▸ **THE PROBLEM**
Arrange the listing below as a numbered list with each line as its own item, skipping any blank lines and leaving the pictures out.

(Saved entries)

## Start

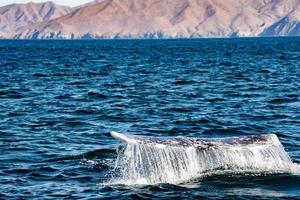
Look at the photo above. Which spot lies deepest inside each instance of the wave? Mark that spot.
(149, 161)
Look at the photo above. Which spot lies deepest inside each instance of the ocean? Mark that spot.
(59, 101)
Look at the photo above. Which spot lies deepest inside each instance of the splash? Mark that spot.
(147, 160)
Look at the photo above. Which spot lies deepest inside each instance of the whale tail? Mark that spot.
(152, 160)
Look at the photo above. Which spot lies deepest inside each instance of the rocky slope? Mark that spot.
(15, 16)
(171, 19)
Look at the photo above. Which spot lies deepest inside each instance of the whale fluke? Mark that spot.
(152, 160)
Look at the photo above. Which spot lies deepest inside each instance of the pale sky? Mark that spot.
(62, 2)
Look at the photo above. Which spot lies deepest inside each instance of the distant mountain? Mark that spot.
(167, 19)
(15, 16)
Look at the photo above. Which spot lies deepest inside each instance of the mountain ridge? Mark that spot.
(168, 19)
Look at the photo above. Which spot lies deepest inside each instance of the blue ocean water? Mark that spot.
(60, 99)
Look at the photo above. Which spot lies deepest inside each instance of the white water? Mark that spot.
(153, 163)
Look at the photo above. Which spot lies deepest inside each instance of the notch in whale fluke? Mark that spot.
(271, 139)
(122, 137)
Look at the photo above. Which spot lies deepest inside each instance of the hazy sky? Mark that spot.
(63, 2)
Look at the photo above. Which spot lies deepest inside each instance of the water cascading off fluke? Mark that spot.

## End

▸ **SOLVED EXERCISE**
1. Look at the photo above. Which spot lies deepest inside each instance of the wave? Mark that spot.
2. (149, 161)
3. Look at the photo above. Which spot lies deepest inside each instance of the ocean? Mark that spot.
4. (59, 101)
5. Look at the photo above. Which spot lies deepest inside each instance of the splash? Mark that spot.
6. (147, 160)
7. Look at the photo above. Which spot lies deepest inside each instance of the whale tail? Mark that spot.
8. (152, 160)
9. Look at the photo above. Which spot lies deepest inside each instance of the rocky slope? Mark that spot.
10. (15, 16)
11. (171, 19)
12. Look at the photo above. Which spot lies deepest inside each instance of the whale fluke? Mark that spot.
13. (152, 160)
14. Look at the photo above. Which spot lies deepest inside each instance of the pale sky? Mark that spot.
15. (62, 2)
16. Look at the photo above. Which spot lies deepest inside each instance of the distant mountain? Mark that spot.
17. (167, 19)
18. (15, 16)
19. Look at the photo above. Which spot lies deepest inside each instance of the mountain ridge? Mark that spot.
20. (168, 19)
21. Look at the photo above. Which spot lies deepest inside each instance of the blue ocean water? Mark that spot.
22. (60, 99)
23. Look at the photo above. Which spot lies deepest inside each instance of the white water? Mark that spot.
24. (153, 163)
25. Look at the photo above. Which spot lies deepest inside each instance of the notch in whale fluke? Mark that spot.
26. (271, 139)
27. (122, 137)
28. Look at the photo above. Which spot lies deepest inside each instance of the hazy sky? Mark that spot.
29. (63, 2)
30. Look at the photo above. Which spot lies deepest inside each instance of the water cascading off fluke? Mark that spot.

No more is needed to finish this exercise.